▸ **Exercise requirements**
Answer these questions from the post about recovering from post-natal illness.
1. How old does Ethan turn this week?
2. What is the name of the writer's partner?
3. What name is signed to the comment at the end?

Five feels like a bit of a milestone for a first time mum like me. Mainly because it’s the age schooling starts in Scotland. Ethan turns five this week, which means he starts primary school this August. It may sound dramatic to say that I felt like I would never make it to this point, but when I was in the full grip of post-natal anxiety/depression and PTSD, the road ahead was filled wirh darkness. In fact, it often seemed like there was no road ahead at all.
I’m writing this today because I want anyone reading this who is feeling what I’ve just described to know that there is a road ahead. There is hope, there is recovery, there is learning to live and love again, finding reason to fight. Please believe me, I have been there in the darkest of places and I am now here in the world of recovery.
In my own experience, the feeling of hopelessness is one of the hardest parts of perinatal mental illness. As if experiencing the symptoms of this cruel illness is not bad enough, you are met with this crippling feeling of how bad a mum you are. I spent so much energy worrying about the affect it would have on my son. In some ways I didn’t care about the impact on myself – “take what you want from me, I give up” – if you will. The fight I felt came from a place deep within, a place that forced me to believe I somehow had to get better for my son. For his health, his future and his happiness.
…and I did it. I recovered. For him, for my partner Chris and my father who both never gave up on me when I had more than given up on myself. For my mother who had lost her own health battle and was no longer alive. For the friends and family who didnt shy away from me when I wasn’t myself anymore… for myself. A strong support network alongside a number of services who offered what I needed to recover.
So let me say this; I know what it feels like when you can’t bear to invisage a future. I know what it feels like to think you are damaging your child emotionally when you are experiencing the darkest of days. But you aren’t. I can say this as I now sit here looking in amazement at my little boy who will be five. He was around when I was the most unwell I have been in my life and he is here next to me today. He is bright, happy and full of life – unaffected by the darkness I experienced when he was a little boy and I was trying my hardest to be a mother despite being pulled in to the darkness by this cruel illness. I feel so thankful to sit here and be able to say that.
Please seek the support you need. If not for yourself, then for your little one.
We made it, baby boy! Thanks for being the reason I needed to find the fight and strength to save myself x
Great to see you have recovered from this terrible illness, as a mum of a daughter who has just given birth to a beautiful wee boy and has this illness, would be grateful for any advice or information from you , as someone who has been there. Thanks Helen a very scared mother.

▸ **Record excerpts**

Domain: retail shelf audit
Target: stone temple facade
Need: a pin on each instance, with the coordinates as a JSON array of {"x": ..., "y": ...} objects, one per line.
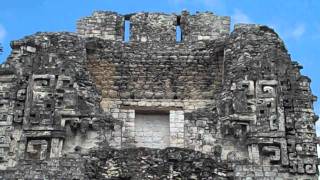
[{"x": 214, "y": 104}]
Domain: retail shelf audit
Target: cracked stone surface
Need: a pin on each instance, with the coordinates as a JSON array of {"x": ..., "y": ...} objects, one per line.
[{"x": 215, "y": 105}]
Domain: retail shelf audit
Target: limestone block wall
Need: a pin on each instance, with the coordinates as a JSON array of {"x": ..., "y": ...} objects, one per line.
[
  {"x": 156, "y": 27},
  {"x": 204, "y": 26},
  {"x": 102, "y": 24},
  {"x": 137, "y": 71},
  {"x": 153, "y": 27},
  {"x": 236, "y": 106}
]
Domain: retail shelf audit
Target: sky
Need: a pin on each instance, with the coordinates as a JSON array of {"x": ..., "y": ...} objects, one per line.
[{"x": 296, "y": 21}]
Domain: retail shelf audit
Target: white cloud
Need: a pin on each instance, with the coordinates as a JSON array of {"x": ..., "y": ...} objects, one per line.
[
  {"x": 2, "y": 33},
  {"x": 240, "y": 17},
  {"x": 211, "y": 3},
  {"x": 297, "y": 31}
]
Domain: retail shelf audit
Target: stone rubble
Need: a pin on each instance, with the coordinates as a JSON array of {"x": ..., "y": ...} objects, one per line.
[{"x": 236, "y": 104}]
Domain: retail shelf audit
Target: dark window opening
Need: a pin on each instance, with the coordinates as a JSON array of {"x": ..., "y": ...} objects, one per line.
[{"x": 126, "y": 31}]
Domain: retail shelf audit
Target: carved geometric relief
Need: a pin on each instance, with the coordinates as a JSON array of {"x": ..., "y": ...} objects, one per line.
[{"x": 37, "y": 149}]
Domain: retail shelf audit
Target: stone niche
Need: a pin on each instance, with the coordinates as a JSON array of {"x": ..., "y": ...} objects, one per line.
[{"x": 152, "y": 129}]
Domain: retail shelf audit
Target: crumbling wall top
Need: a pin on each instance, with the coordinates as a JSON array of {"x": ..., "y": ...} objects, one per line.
[{"x": 158, "y": 27}]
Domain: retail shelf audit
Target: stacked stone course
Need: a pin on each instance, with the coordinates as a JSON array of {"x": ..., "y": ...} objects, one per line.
[{"x": 222, "y": 105}]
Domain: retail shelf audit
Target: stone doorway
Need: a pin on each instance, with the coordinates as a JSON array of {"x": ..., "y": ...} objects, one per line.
[{"x": 152, "y": 130}]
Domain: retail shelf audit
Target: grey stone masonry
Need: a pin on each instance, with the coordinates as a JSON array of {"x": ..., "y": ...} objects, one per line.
[{"x": 216, "y": 105}]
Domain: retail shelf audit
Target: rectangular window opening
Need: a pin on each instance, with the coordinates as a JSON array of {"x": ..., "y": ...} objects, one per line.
[
  {"x": 126, "y": 31},
  {"x": 178, "y": 34}
]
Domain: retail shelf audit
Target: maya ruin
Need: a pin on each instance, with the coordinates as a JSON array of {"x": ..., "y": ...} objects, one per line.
[{"x": 213, "y": 104}]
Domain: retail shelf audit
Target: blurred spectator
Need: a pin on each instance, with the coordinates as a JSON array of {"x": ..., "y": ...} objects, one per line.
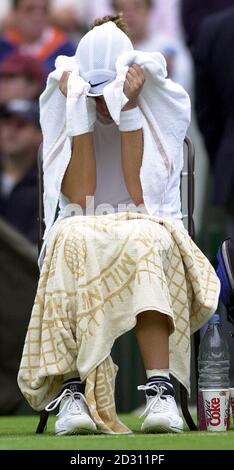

▸ **Answer for this exercise**
1. Five
2. Chris
3. Helen